- [Provided passage]
=== Section Start ===
Tuesday, October 19, 2010

Autism after childhood - a profile of Donald Gray Triplett

Impressive.

John Donvan and Caren Zucker, writing for The Atlantic, have profiled Autism’s First Child - Donald Gray Triplett now aged 77.

Unlike some other media portraits, there is no doubt Mr. Tripplett has lived with one of the 10-500 variants of brain development we call "autism". Indeed, he and his caregivers defined the syndrome. The writing is respectful and sympathetic, but not sentimental. Mr. Triplett is not typical, but then is any autistic person typical?

Somehow, despite the story of an autistic savant who grew up in Forest Mississippi, they never mention Forrest Gump. I understand why they dodged that trap, but there's more than a passing resemblance.

The article is a legitimate work of science, in the same sense as Atal Gawande's analysis of medical cost variation for the New Yorker. This kind of qualitative study can't be published in today's shriveled medical journals, but this is work that identifies the failures of our presumptions.

Mr. Triplett, for example, learned to golf at 23 and to drive at 27, and he became a compulsive international traveler at 36. He never, however, became "normal". This article illustrates how poorly we understand the lifelong natural history of the injured, healing, and evolving brain.
=== Section End ===
- [Task] Reproduce word for word the stretch of the blog post from "Tuesday, October 19, 2010" through "a passing resemblance.". Rely only on the blog post itself for what you need.

- [Material shown]
=== Section Start ===
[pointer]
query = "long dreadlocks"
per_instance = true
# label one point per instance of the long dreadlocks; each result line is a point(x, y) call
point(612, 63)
=== Section End ===
- [Response below]
Tuesday, October 19, 2010

Autism after childhood - a profile of Donald Gray Triplett

Impressive.

John Donvan and Caren Zucker, writing for The Atlantic, have profiled Autism’s First Child - Donald Gray Triplett now aged 77.

Unlike some other media portraits, there is no doubt Mr. Tripplett has lived with one of the 10-500 variants of brain development we call "autism". Indeed, he and his caregivers defined the syndrome. The writing is respectful and sympathetic, but not sentimental. Mr. Triplett is not typical, but then is any autistic person typical?

Somehow, despite the story of an autistic savant who grew up in Forest Mississippi, they never mention Forrest Gump. I understand why they dodged that trap, but there's more than a passing resemblance.